**Exercise directions**
Transcribe, word for word and without additions, each line below from the one containing "Where can you spot the red" through the one containing "Target: white straw hat", both ends included.

[Items from a dataset]
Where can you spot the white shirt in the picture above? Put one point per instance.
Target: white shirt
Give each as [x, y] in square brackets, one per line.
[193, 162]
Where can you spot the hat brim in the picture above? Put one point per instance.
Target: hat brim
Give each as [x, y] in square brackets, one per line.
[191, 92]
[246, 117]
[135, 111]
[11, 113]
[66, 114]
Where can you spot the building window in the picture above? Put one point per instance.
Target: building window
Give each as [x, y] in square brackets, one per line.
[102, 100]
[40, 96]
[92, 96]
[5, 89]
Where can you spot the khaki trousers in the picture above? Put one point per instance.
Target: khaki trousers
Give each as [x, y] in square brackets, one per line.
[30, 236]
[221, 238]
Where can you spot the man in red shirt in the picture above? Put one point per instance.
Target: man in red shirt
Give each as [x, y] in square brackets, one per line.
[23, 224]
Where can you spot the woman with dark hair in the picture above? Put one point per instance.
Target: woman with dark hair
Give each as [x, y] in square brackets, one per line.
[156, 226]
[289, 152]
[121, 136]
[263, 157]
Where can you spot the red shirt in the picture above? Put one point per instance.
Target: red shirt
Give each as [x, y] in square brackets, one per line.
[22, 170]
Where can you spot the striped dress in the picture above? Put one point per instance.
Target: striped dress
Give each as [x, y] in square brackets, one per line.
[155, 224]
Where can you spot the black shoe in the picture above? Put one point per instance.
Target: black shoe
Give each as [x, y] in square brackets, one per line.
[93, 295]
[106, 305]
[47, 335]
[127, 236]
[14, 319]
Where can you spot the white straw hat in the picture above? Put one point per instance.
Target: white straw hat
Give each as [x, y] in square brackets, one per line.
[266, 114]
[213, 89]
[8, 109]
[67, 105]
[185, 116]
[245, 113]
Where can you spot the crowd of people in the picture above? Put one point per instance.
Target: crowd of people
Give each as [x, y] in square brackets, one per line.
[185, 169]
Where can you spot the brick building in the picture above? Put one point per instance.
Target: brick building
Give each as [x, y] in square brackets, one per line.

**Task solution**
Where can you spot the red shirt in the picture above? Put one point per instance.
Target: red shirt
Give each as [x, y] in square brackets, one per line.
[22, 170]
Where can you spot the striped dress in the picture above? Put one point per instance.
Target: striped dress
Give each as [x, y] in square brackets, one per line.
[155, 224]
Where can you spot the black shoe in the picture above? Put one point per instance.
Target: black shoe
Give each as [x, y] in square brackets, one per line.
[93, 295]
[106, 305]
[47, 335]
[127, 236]
[14, 319]
Where can you spot the white straw hat in the picture above? Put one point per instance.
Target: white straw hat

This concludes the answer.